-- Problem details --
Look over the data below and give the number of lines containing the word "pipe", with no other words.

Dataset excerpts
———

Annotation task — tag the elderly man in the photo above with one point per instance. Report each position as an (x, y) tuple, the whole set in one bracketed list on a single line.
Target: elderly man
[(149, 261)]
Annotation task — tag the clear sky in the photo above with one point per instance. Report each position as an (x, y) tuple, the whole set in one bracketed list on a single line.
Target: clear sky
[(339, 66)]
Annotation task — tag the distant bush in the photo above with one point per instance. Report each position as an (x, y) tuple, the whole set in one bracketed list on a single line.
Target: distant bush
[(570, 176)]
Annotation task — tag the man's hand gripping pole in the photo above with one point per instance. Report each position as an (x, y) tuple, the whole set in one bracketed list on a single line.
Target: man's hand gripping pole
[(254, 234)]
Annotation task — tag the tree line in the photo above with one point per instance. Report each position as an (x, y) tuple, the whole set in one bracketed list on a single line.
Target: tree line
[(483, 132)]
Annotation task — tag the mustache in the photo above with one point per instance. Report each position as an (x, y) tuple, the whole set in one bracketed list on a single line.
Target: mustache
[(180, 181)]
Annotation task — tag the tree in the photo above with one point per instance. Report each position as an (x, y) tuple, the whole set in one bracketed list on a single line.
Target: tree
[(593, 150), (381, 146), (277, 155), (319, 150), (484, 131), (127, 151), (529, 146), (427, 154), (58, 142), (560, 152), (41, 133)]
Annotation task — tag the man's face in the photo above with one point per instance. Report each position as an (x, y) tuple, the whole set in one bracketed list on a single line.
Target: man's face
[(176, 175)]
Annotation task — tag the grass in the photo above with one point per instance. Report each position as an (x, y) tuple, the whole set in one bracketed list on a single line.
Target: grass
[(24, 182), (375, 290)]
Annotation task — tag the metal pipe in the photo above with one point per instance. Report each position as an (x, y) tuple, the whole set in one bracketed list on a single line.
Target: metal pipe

———

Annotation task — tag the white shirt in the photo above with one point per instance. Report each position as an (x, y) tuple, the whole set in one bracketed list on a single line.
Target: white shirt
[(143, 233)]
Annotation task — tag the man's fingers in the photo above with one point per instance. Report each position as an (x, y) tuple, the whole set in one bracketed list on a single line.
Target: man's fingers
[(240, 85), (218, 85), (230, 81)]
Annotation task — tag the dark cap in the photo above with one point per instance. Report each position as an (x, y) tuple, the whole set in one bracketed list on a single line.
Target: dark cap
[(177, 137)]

———

-- Result for this task --
2